In the data that follows, find the line containing "Target: gray stone"; then quote that line and every line after it, exactly, through the last one.
○ ○ ○ ○ ○
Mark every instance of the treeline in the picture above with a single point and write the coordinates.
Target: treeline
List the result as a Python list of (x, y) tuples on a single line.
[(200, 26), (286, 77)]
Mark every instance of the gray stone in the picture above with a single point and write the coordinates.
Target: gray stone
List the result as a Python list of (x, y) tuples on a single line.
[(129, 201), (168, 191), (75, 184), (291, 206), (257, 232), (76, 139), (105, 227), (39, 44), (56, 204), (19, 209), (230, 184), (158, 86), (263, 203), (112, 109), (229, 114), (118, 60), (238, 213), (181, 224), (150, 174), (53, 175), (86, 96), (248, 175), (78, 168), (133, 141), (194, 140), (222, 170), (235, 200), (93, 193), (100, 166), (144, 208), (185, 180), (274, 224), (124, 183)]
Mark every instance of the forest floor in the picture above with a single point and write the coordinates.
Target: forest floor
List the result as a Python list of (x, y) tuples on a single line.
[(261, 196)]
○ ○ ○ ○ ○
■ RESPONSE:
Target: gray stone
List the result as a Python list of (x, y) tuples on a single line.
[(129, 201), (168, 191), (75, 184), (291, 206), (257, 232), (76, 139), (105, 227), (39, 44), (56, 204), (19, 209), (230, 184), (158, 86), (263, 203), (112, 109), (229, 114), (118, 60), (238, 213), (181, 224), (150, 174), (53, 175), (86, 96), (248, 175), (78, 168), (133, 141), (194, 140), (222, 170), (235, 200), (93, 193), (100, 166), (144, 208), (185, 180), (274, 224), (124, 183)]
Mark every instance of the forest floor in the picture above with a single point and write the coordinates.
Target: forest floor
List the result as a Python list of (x, y) tuples on a single line.
[(261, 196)]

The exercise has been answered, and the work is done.